• _STATED GOAL_
Can you write out the lines below word for word, with every character unchanged?

══════════

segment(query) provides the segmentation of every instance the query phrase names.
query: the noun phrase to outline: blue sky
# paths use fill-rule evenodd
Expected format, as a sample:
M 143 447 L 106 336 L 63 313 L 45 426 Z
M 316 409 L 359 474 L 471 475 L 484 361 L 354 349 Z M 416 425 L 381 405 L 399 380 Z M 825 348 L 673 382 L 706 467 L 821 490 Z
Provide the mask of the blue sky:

══════════

• _FINISHED EXERCISE_
segment(query) provides the segmentation of every instance the query phrase names.
query: the noun phrase to outline: blue sky
# paths use fill-rule evenodd
Expected format, as a sample:
M 143 447 L 106 336 L 63 313 L 45 426 Z
M 316 409 L 359 474 L 471 475 L 484 361 L 354 349 Z M 416 425 L 381 405 L 399 380 Z M 825 348 L 673 382 L 706 467 L 821 490 Z
Provide the mask of the blue sky:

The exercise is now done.